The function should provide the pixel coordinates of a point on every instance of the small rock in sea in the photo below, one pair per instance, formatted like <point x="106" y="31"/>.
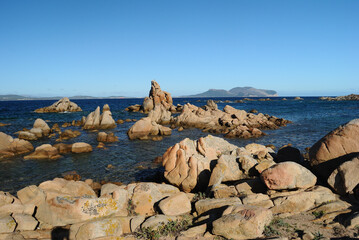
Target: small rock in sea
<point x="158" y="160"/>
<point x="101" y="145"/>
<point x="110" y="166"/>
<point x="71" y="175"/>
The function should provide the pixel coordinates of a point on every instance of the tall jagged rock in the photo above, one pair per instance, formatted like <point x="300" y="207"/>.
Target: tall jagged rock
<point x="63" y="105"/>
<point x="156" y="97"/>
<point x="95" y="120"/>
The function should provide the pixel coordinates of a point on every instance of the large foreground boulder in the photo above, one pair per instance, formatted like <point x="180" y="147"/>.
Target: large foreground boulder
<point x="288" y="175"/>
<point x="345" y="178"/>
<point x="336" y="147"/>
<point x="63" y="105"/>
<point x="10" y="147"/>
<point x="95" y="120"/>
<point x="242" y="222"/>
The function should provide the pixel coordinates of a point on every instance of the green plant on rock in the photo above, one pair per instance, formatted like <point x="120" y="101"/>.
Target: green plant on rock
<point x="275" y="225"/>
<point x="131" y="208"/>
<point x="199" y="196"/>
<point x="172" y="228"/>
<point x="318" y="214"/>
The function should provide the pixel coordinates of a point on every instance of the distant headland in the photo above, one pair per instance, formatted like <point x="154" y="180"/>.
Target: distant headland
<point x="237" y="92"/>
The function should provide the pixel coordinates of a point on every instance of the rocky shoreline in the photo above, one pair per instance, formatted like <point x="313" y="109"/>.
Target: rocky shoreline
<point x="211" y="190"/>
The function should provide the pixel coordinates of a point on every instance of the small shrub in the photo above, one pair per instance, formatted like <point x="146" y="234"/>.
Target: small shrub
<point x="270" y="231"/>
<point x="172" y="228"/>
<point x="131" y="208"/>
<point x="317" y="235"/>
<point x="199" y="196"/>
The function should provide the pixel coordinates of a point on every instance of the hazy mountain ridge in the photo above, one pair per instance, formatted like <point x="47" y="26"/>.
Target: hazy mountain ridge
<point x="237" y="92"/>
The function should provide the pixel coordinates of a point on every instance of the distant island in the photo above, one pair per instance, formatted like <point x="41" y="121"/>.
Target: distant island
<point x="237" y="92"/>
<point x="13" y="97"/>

* * *

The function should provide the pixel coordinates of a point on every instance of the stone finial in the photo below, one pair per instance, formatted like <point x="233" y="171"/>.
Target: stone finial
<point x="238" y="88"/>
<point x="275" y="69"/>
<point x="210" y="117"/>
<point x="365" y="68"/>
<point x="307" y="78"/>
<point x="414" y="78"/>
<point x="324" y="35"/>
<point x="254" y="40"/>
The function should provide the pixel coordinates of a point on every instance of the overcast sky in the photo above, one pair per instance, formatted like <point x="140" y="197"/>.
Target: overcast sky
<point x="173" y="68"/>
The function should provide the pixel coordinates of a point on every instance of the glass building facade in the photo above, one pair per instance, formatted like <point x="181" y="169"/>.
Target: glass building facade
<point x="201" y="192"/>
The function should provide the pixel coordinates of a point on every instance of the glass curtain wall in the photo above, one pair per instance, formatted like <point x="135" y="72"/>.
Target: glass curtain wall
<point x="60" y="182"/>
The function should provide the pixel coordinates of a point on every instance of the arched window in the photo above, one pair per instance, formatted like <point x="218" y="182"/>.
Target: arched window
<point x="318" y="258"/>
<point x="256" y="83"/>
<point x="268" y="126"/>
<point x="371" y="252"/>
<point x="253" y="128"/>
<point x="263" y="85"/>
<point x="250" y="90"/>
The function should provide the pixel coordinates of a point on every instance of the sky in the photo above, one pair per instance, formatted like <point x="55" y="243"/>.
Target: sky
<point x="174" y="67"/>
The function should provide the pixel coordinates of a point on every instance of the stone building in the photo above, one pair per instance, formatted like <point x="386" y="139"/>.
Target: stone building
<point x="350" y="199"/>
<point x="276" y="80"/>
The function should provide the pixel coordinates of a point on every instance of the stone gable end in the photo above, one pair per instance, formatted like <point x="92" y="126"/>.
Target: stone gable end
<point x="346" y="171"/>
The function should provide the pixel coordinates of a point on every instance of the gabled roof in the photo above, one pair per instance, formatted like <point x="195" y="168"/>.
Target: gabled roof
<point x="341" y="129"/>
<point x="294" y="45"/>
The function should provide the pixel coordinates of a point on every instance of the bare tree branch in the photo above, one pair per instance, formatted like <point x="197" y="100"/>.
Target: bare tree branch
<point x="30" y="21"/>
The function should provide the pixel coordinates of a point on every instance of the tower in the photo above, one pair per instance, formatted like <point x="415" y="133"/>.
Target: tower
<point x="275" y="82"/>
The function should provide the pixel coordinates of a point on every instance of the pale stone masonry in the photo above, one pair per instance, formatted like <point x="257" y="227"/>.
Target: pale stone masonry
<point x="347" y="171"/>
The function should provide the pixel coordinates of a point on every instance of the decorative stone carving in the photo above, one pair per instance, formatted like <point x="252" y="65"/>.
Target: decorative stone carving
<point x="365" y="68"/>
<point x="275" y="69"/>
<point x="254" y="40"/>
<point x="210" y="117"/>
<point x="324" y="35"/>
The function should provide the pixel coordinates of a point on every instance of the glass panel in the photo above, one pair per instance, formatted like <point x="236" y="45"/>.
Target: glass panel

ABOUT THIS EXERCISE:
Exactly how many lines of the listing above contain the string "panel"? Give no more than the number.

SOLUTION TO THE PROBLEM:
2